Work request:
Return the entries in full, exactly as they were written.

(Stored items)

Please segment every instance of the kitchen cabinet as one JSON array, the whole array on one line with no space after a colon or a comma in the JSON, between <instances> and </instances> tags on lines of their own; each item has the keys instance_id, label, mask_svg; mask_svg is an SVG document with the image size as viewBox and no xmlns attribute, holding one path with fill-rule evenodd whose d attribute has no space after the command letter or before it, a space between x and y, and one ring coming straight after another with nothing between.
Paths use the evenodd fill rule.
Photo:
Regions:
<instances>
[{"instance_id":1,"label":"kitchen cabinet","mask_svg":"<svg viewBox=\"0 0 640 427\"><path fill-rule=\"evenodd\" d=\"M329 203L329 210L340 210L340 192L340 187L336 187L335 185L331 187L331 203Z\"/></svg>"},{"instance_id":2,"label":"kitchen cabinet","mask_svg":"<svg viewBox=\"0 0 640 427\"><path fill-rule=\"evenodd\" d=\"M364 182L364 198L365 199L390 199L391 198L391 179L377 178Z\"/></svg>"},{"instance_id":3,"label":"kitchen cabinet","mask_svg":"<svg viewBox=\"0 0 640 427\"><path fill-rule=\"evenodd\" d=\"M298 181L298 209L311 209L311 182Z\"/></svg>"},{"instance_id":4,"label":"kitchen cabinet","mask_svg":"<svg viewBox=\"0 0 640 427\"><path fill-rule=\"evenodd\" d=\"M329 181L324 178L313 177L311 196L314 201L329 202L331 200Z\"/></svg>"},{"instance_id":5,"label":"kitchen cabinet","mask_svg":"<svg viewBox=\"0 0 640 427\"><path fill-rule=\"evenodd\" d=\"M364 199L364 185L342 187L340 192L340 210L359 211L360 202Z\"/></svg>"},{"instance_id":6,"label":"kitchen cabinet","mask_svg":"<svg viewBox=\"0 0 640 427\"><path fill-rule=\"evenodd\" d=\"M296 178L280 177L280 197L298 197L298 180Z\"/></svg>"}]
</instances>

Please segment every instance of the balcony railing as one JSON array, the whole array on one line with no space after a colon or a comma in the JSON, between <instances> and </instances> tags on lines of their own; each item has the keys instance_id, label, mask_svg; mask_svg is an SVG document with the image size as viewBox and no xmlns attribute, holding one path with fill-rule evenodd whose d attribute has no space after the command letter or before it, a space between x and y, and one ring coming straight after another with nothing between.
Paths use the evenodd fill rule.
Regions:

Written solution:
Please segment every instance of the kitchen cabinet as one JSON array, the whole array on one line with no space after a colon or a comma in the JSON, between <instances> and </instances> tags on lines of their own; each item has the keys instance_id, label, mask_svg; mask_svg is an SVG document with the image size as viewBox and no xmlns attribute, holding one path with fill-rule evenodd whose d attribute has no space after the command letter or before it, a space between x and y, and one ring coming straight after another with nothing between.
Paths use the evenodd fill rule.
Photo:
Regions:
<instances>
[{"instance_id":1,"label":"kitchen cabinet","mask_svg":"<svg viewBox=\"0 0 640 427\"><path fill-rule=\"evenodd\" d=\"M329 203L329 210L340 210L340 192L340 187L336 187L335 185L331 187L331 203Z\"/></svg>"},{"instance_id":2,"label":"kitchen cabinet","mask_svg":"<svg viewBox=\"0 0 640 427\"><path fill-rule=\"evenodd\" d=\"M364 182L364 198L365 199L390 199L391 198L391 179L377 178Z\"/></svg>"},{"instance_id":3,"label":"kitchen cabinet","mask_svg":"<svg viewBox=\"0 0 640 427\"><path fill-rule=\"evenodd\" d=\"M298 181L298 209L311 209L311 182Z\"/></svg>"},{"instance_id":4,"label":"kitchen cabinet","mask_svg":"<svg viewBox=\"0 0 640 427\"><path fill-rule=\"evenodd\" d=\"M329 181L324 178L313 177L311 196L314 201L329 202L331 200Z\"/></svg>"},{"instance_id":5,"label":"kitchen cabinet","mask_svg":"<svg viewBox=\"0 0 640 427\"><path fill-rule=\"evenodd\" d=\"M364 199L364 185L342 187L340 192L340 210L359 211L360 202Z\"/></svg>"},{"instance_id":6,"label":"kitchen cabinet","mask_svg":"<svg viewBox=\"0 0 640 427\"><path fill-rule=\"evenodd\" d=\"M296 178L280 177L280 197L298 197L298 180Z\"/></svg>"}]
</instances>

Please segment every instance of the balcony railing as one JSON array, the whole array on one line with no space after a colon or a comma in the JSON, between <instances> and </instances> tags on lines of their own; each item has the keys instance_id, label, mask_svg; mask_svg is an SVG document with the image size as viewBox and no xmlns attribute, holding one path with fill-rule evenodd whose d attribute has no space after the command letter or before it, a space between x and y, and one ring coming straight after another with nothing between.
Paths use the evenodd fill rule.
Regions:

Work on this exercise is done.